## Documento fuente
****************

El exterminio de la rebelión de Canudos narrada por uno de los oficiales encargados de llevarla a cabo es uno de los registros más estremecedores de nuestra barbarie: una soberbia descripción topográfica y un relato militar, una variedad de la experiencia religiosa que le hubiera puesto la piel de gallina a William James así como un examen de conciencia moral sin paliativos como lo dijo Vargas Llosa. El final de Los sertones es, además, uno de los más desconcertantes de la literatura universal. ¿Cuál de nuestros “post post” modernos podría finalizar un libro así como lo hizo Da Cunha, cuando cualquier final trágico le hubiese sido aplaudido sin recato. Prefirió dejar sin respuesta el enigma de por qué ocurren los crímenes y cómo se manifiestan las locuras de las nacionalidades.
La fiesta de la muerte revolucionaria en Paz como la algarabía de la montonera en Martínez Estrada (y antes de él en Sarmiento), continúa, en el gran mundo brasileño, con Los sertones, donde la religiosidad milenarista del Conselheiro es única, como inédita es la descripción de la tierra arrasada que la borra de la faz de la tierra. El ensayo brasileño de averiguación nacional es, desde Euclides Da Cunha, al menos, antropológico o etnográfico, lo cual es describir el hilo negro. No sé a qué se deba esa manera pues ya está en Los sertones y brilla, enceguecedor, con Casa grande y Senzala, obra profesionalmente antropológica, exuberante en simbología a descifrar selvas, razas y plantaciones de azúcar y café.

****************

## Entradas proporcionadas
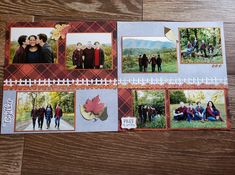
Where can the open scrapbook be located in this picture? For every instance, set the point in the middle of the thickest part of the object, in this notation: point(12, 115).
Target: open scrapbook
point(114, 76)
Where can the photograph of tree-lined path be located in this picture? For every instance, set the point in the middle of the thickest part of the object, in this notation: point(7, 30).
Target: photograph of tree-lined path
point(134, 49)
point(149, 108)
point(38, 101)
point(192, 97)
point(201, 45)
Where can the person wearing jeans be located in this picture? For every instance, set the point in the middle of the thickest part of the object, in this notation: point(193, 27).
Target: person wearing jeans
point(58, 115)
point(212, 113)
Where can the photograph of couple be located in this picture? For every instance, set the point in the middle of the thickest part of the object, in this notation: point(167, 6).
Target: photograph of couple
point(32, 45)
point(148, 54)
point(201, 45)
point(45, 111)
point(89, 51)
point(198, 109)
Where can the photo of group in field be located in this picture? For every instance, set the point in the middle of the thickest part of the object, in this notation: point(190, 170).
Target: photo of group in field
point(197, 109)
point(32, 45)
point(148, 55)
point(89, 51)
point(149, 108)
point(45, 111)
point(201, 45)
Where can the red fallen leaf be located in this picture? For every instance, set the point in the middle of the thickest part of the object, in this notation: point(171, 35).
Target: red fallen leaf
point(94, 105)
point(64, 31)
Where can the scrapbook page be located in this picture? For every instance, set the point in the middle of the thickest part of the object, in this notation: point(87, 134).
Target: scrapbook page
point(114, 76)
point(173, 76)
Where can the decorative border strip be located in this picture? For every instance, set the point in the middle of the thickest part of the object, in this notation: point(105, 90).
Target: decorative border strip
point(87, 82)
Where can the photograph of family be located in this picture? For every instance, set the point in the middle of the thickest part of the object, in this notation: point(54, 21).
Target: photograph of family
point(201, 45)
point(148, 55)
point(198, 109)
point(89, 51)
point(45, 111)
point(32, 45)
point(149, 108)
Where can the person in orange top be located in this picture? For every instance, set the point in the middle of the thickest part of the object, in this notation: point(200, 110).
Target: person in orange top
point(58, 115)
point(99, 56)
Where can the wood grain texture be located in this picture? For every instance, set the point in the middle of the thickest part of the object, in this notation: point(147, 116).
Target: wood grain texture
point(197, 10)
point(172, 152)
point(71, 10)
point(137, 153)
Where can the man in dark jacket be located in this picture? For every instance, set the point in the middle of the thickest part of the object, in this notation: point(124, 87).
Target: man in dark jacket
point(98, 56)
point(46, 51)
point(34, 116)
point(153, 60)
point(20, 53)
point(58, 115)
point(88, 53)
point(159, 63)
point(41, 114)
point(78, 56)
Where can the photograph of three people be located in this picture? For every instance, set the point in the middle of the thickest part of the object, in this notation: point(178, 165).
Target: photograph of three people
point(83, 50)
point(140, 54)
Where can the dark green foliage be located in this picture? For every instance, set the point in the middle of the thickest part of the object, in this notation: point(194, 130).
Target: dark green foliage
point(211, 36)
point(177, 96)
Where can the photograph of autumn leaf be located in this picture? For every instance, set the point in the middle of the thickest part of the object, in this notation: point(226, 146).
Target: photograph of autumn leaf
point(97, 110)
point(198, 109)
point(93, 109)
point(45, 111)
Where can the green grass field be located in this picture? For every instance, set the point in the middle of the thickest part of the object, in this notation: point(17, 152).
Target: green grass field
point(201, 59)
point(130, 65)
point(199, 124)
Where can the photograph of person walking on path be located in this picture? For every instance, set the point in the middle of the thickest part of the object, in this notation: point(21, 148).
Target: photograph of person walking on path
point(45, 111)
point(143, 54)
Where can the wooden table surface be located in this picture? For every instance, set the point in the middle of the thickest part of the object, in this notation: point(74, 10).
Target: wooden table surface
point(171, 152)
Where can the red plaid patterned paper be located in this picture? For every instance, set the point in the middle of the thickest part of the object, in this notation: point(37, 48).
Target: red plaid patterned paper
point(58, 71)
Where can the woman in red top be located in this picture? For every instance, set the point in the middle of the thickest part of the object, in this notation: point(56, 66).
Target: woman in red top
point(98, 56)
point(58, 115)
point(212, 113)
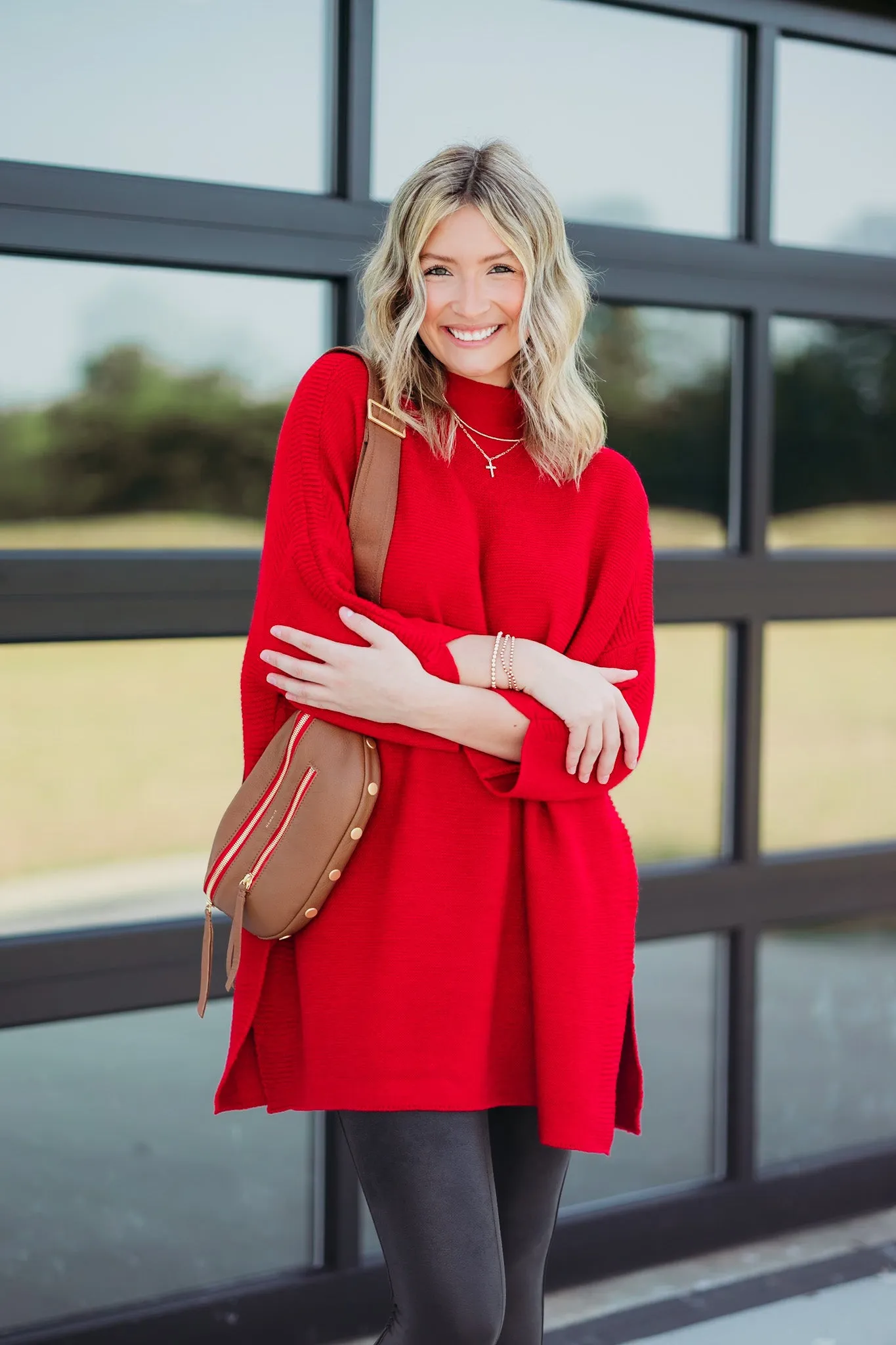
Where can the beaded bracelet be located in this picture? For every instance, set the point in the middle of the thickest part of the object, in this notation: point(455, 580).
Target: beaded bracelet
point(507, 663)
point(495, 654)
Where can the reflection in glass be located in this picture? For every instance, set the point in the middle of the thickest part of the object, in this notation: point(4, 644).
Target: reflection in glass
point(834, 116)
point(828, 734)
point(629, 118)
point(666, 382)
point(834, 466)
point(116, 1181)
point(123, 837)
point(172, 88)
point(676, 996)
point(826, 1042)
point(672, 802)
point(141, 407)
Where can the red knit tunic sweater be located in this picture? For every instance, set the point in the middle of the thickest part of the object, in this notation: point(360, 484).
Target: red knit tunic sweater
point(479, 948)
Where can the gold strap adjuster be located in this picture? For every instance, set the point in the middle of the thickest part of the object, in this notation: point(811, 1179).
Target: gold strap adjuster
point(398, 428)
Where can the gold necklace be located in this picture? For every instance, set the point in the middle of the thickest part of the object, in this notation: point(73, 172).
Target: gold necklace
point(489, 460)
point(496, 437)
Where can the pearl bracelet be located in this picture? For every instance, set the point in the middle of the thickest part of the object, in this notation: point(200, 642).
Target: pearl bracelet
point(507, 663)
point(495, 654)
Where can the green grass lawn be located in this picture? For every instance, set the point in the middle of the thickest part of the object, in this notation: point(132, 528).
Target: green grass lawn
point(131, 749)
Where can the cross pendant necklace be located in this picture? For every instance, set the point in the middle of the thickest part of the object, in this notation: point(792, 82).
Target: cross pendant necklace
point(489, 460)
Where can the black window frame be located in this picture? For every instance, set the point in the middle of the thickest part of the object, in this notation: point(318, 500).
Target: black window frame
point(46, 596)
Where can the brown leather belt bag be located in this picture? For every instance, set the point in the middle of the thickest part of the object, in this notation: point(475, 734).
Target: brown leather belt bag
point(296, 820)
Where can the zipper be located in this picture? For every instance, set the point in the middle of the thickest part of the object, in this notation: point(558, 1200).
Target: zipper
point(301, 790)
point(259, 810)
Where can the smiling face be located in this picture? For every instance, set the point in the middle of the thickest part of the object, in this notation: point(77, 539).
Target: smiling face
point(475, 290)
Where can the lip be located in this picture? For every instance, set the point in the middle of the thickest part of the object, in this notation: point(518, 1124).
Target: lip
point(472, 345)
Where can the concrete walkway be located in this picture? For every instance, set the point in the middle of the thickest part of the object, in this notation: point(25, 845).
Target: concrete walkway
point(731, 1292)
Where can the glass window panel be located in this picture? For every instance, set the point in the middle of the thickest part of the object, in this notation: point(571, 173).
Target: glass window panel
point(826, 1039)
point(834, 466)
point(117, 834)
point(664, 376)
point(117, 1184)
point(676, 997)
point(828, 735)
point(629, 118)
point(834, 116)
point(140, 407)
point(227, 93)
point(672, 802)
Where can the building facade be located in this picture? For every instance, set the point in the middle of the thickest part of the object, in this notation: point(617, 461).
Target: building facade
point(186, 190)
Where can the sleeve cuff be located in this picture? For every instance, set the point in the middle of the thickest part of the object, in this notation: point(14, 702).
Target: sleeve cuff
point(540, 772)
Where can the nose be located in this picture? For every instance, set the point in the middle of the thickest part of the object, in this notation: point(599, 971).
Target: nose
point(472, 300)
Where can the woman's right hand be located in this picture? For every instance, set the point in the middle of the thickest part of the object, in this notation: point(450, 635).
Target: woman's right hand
point(590, 704)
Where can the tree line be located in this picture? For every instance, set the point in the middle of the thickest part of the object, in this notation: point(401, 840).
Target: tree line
point(139, 436)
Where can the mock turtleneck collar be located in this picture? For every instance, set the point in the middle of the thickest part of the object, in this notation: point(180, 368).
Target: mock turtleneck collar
point(484, 405)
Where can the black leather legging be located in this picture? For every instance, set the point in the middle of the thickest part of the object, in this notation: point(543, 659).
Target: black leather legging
point(465, 1206)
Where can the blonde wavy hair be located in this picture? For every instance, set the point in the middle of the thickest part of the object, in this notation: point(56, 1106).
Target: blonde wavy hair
point(565, 424)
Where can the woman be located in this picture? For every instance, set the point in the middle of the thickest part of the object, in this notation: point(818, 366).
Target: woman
point(465, 1001)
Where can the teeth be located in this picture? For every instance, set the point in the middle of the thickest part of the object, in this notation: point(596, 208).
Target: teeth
point(479, 335)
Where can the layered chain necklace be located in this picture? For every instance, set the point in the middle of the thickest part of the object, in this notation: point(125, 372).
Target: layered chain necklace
point(490, 459)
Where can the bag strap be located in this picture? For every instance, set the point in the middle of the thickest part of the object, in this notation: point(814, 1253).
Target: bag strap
point(371, 512)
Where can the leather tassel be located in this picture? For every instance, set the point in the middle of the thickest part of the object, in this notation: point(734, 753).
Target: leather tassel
point(205, 977)
point(236, 938)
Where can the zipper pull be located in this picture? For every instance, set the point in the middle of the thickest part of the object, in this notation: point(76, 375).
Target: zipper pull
point(205, 977)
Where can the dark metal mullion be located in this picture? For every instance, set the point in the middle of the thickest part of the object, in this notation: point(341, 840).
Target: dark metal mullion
point(750, 481)
point(759, 100)
point(744, 739)
point(352, 124)
point(341, 1200)
point(354, 101)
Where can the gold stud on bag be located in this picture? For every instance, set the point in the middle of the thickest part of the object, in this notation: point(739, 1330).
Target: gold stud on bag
point(296, 821)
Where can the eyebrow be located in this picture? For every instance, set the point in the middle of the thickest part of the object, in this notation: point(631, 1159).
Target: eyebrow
point(453, 260)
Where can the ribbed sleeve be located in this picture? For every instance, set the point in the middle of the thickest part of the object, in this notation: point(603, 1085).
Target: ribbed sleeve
point(540, 772)
point(307, 571)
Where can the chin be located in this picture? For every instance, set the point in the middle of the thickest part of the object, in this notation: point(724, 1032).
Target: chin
point(476, 363)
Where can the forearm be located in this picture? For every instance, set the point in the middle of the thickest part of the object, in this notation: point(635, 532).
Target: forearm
point(468, 715)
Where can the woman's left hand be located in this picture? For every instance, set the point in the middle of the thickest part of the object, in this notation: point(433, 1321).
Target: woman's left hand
point(379, 681)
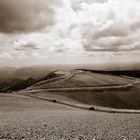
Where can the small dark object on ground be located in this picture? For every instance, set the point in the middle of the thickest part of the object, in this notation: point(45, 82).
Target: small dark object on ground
point(92, 108)
point(54, 101)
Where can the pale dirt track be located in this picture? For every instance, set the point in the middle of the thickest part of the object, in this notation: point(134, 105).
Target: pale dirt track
point(32, 119)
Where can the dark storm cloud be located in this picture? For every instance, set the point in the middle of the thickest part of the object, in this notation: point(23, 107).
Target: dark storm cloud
point(26, 15)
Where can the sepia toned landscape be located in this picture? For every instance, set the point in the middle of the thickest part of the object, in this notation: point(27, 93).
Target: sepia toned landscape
point(69, 70)
point(52, 104)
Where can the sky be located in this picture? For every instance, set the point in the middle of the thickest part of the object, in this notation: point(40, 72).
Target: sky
point(69, 32)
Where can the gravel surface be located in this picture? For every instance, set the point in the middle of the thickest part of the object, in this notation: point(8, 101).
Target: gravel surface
point(63, 123)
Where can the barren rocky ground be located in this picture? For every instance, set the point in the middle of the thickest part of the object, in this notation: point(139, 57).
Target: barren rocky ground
point(32, 119)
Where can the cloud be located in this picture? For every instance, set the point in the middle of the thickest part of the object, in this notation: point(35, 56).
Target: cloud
point(26, 47)
point(26, 15)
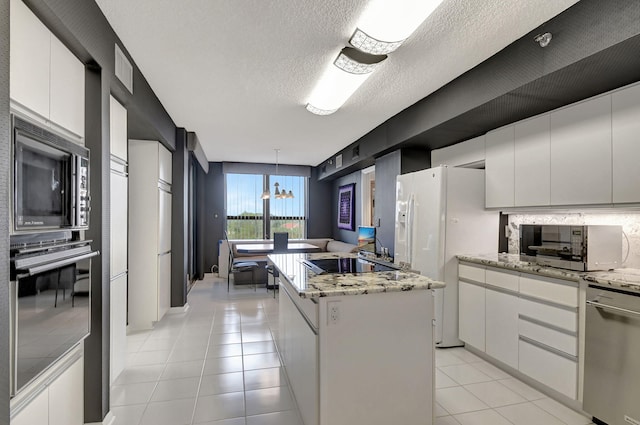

****************

## Tareas del ejercicio
**1)** En el texto sobre Los sertones, ¿qué obra se califica de «profesionalmente antropológica»?
**2)** Prosiga el texto sobre Los sertones a partir de su última oración.

## Resultados por tarea
**1)** Casa grande y Senzala.

**2)**
El nacionalismo revolucionario mexicano, con el mito del mestizaje por delante, fue o es la antropología de los mexicanos, grandes arqueólogos y etnólogos vergonzantes, una ciencia oculta tras las ruinas. En el Brasil, la antropología, en cambio, fue o es, el esqueleto del ensayismo, como si el “orden y el progreso” inscrito en la bandera nacional fuese una norma retórica y por ello el más brasileño de los libros, Casa grande y Senzala es obra que se quiere “científica”, pretensión ajena a Martínez Estrada o a Paz. Pero en el otro extremo tenemos, frente al dulce amamantar de los niños blancos por las esclavas negras, Los sertones el relato etnográfico del terror. Es otra “pampa”, el sertón, que Da Cunha, a diferencia de Martínez Estrada, no encontró vacía sino monstruosa, colmada por la religión de la guerra, por la guerra en nombre de la civilización.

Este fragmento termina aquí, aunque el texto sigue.